The future of finance and government is ominous. While the EU is edging towards financial dictatorship, and China is working towards its Social Credit System, it is time to consider alternatives.
Let me introduce a speculative story, based on the ideas of Pavol Luptak, who outlined some steps of how decentralization and cryptocurrencies can make governments obsolete. The Uber case study, as explained below, is a prime example of how people can respond with liberating alternatives as the government tightens its vice grip on innovation.
Cash prohibition & government monopoly
Cash payment is becoming regulated in most of the EU. In Slovakia, the cash payment of over 5000 euros is a criminal act. In France, the limit is 3000 euros, and in Spain 2500 euros. In the Czech Republic and Austria, as well as in many other European countries, anonymous prepaid payments cards became prohibited. In the Netherlands, more and more restaurants are only accepting non-cash payment. It is probably just a matter of time until cash is completely banned. All these actions increase government surveillance and control.
Anonymous cryptocurrencies may offer a solution. For example, Zcash and Monero are truly anonymous digital currencies. What Monero and physical cash have in common is fungibility. When you open your wallet, you have no idea who has used your coins in the past or who will use it in the future. Coins have no transaction history and are mutually interchangeable which is not the case for bank or credit card transactions. If you receive a digital transaction, it is easy to find out and trace the origin, look up through where it has passed, and read into its future. There is no such thing as anonymity in a bank transaction.
Governments have many reasons to remove anonymity which allows for more control. They know who is buying from who, selling what, as well as the populations’ consumer habits. Privacy is a fundamental right which should apply to finance as it does to other aspects we value in our lives. Thanks to cryptocurrencies, truly anonymous, fungible cash is possible and available.
----
Reproduce the passage on cash restrictions and anonymous cryptocurrencies in full, word for word. The entries that come next have no connection to the passage.

▸ **Given entries**:
----
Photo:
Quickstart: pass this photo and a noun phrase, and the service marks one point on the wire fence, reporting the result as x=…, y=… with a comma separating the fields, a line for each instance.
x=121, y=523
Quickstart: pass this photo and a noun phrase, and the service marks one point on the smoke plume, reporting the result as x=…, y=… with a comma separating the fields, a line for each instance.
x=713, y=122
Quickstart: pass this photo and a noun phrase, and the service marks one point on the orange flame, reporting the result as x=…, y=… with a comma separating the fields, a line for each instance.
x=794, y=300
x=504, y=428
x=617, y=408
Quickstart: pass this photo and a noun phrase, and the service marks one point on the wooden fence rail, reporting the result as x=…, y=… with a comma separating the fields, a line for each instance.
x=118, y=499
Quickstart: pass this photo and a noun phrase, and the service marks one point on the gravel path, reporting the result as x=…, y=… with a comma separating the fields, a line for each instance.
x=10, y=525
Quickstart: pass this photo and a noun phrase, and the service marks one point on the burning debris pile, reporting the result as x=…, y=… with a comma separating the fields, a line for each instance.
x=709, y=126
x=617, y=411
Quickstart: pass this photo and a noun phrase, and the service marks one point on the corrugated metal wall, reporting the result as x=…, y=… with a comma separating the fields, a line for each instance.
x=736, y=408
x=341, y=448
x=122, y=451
----
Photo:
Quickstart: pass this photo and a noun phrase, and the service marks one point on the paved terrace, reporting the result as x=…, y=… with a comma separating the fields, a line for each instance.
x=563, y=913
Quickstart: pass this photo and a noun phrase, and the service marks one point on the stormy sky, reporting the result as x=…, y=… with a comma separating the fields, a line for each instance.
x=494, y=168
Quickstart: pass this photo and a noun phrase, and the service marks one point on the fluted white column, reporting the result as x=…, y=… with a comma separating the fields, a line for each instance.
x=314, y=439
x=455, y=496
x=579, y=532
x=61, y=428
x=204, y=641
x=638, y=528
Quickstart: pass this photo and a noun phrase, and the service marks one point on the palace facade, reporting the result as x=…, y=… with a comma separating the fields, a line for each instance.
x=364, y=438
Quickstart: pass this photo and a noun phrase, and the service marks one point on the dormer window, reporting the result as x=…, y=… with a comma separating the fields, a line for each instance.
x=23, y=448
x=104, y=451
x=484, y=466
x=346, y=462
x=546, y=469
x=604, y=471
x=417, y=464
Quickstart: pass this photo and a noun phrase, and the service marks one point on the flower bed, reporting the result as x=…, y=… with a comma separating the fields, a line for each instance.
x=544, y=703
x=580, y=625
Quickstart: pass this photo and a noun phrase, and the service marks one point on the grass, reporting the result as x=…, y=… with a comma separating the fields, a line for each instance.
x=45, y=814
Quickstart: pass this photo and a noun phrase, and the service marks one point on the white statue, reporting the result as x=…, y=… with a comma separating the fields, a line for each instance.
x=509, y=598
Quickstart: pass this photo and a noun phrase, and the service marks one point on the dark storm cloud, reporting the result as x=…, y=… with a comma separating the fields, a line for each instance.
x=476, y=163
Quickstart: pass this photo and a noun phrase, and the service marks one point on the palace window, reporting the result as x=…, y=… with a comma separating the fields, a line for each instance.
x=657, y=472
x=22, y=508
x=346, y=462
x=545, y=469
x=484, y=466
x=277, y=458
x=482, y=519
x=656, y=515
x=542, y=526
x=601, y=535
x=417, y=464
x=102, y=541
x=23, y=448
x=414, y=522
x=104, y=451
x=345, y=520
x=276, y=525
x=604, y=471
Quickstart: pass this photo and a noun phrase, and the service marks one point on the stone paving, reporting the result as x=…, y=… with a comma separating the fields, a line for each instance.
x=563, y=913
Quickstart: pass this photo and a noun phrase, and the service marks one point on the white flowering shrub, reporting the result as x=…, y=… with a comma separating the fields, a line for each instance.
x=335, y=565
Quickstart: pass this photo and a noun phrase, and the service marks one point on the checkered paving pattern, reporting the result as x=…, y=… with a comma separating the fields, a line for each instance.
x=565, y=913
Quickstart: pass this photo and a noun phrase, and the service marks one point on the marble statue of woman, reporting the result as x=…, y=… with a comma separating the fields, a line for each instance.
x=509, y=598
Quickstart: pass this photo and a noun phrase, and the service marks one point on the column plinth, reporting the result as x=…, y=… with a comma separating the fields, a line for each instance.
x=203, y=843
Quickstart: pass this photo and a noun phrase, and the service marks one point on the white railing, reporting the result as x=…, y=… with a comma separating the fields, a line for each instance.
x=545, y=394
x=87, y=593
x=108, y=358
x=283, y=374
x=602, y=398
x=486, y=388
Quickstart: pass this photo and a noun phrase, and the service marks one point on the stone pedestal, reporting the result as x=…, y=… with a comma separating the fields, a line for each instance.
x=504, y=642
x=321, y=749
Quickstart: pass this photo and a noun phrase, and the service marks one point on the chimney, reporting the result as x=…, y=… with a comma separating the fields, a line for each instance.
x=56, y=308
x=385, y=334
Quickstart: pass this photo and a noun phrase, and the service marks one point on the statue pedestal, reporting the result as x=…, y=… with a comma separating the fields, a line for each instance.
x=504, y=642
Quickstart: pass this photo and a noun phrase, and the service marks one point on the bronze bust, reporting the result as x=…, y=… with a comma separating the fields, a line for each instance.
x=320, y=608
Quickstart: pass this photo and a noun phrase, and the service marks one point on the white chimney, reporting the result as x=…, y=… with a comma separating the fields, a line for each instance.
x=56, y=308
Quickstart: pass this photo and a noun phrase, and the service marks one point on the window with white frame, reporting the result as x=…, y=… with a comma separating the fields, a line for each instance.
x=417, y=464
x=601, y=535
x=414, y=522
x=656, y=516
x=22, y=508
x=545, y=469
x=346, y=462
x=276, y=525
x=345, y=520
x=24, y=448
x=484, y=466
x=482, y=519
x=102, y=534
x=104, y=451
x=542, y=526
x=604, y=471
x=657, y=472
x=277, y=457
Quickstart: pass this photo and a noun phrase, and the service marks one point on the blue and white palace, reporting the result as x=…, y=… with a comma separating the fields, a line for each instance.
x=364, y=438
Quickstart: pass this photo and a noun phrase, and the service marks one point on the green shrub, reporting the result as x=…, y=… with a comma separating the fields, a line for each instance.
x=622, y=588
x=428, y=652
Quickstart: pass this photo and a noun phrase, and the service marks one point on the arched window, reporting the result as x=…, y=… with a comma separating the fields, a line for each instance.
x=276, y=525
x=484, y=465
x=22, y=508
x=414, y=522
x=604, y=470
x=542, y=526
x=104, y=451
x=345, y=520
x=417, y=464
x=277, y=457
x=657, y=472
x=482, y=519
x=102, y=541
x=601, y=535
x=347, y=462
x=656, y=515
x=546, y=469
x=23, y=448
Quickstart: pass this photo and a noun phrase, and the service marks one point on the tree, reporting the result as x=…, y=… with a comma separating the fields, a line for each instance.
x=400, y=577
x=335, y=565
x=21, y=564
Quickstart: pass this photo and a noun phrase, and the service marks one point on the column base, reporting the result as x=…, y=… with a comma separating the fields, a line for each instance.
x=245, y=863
----
▸ **Solution to this task**:
The future of finance and government is ominous. While the EU is edging towards financial dictatorship, and China is working towards its Social Credit System, it is time to consider alternatives.
Let me introduce a speculative story, based on the ideas of Pavol Luptak, who outlined some steps of how decentralization and cryptocurrencies can make governments obsolete. The Uber case study, as explained below, is a prime example of how people can respond with liberating alternatives as the government tightens its vice grip on innovation.
Cash prohibition & government monopoly
Cash payment is becoming regulated in most of the EU. In Slovakia, the cash payment of over 5000 euros is a criminal act. In France, the limit is 3000 euros, and in Spain 2500 euros. In the Czech Republic and Austria, as well as in many other European countries, anonymous prepaid payments cards became prohibited. In the Netherlands, more and more restaurants are only accepting non-cash payment. It is probably just a matter of time until cash is completely banned. All these actions increase government surveillance and control.
Anonymous cryptocurrencies may offer a solution. For example, Zcash and Monero are truly anonymous digital currencies. What Monero and physical cash have in common is fungibility. When you open your wallet, you have no idea who has used your coins in the past or who will use it in the future. Coins have no transaction history and are mutually interchangeable which is not the case for bank or credit card transactions. If you receive a digital transaction, it is easy to find out and trace the origin, look up through where it has passed, and read into its future. There is no such thing as anonymity in a bank transaction.
Governments have many reasons to remove anonymity which allows for more control. They know who is buying from who, selling what, as well as the populations’ consumer habits. Privacy is a fundamental right which should apply to finance as it does to other aspects we value in our lives. Thanks to cryptocurrencies, truly anonymous, fungible cash is possible and available.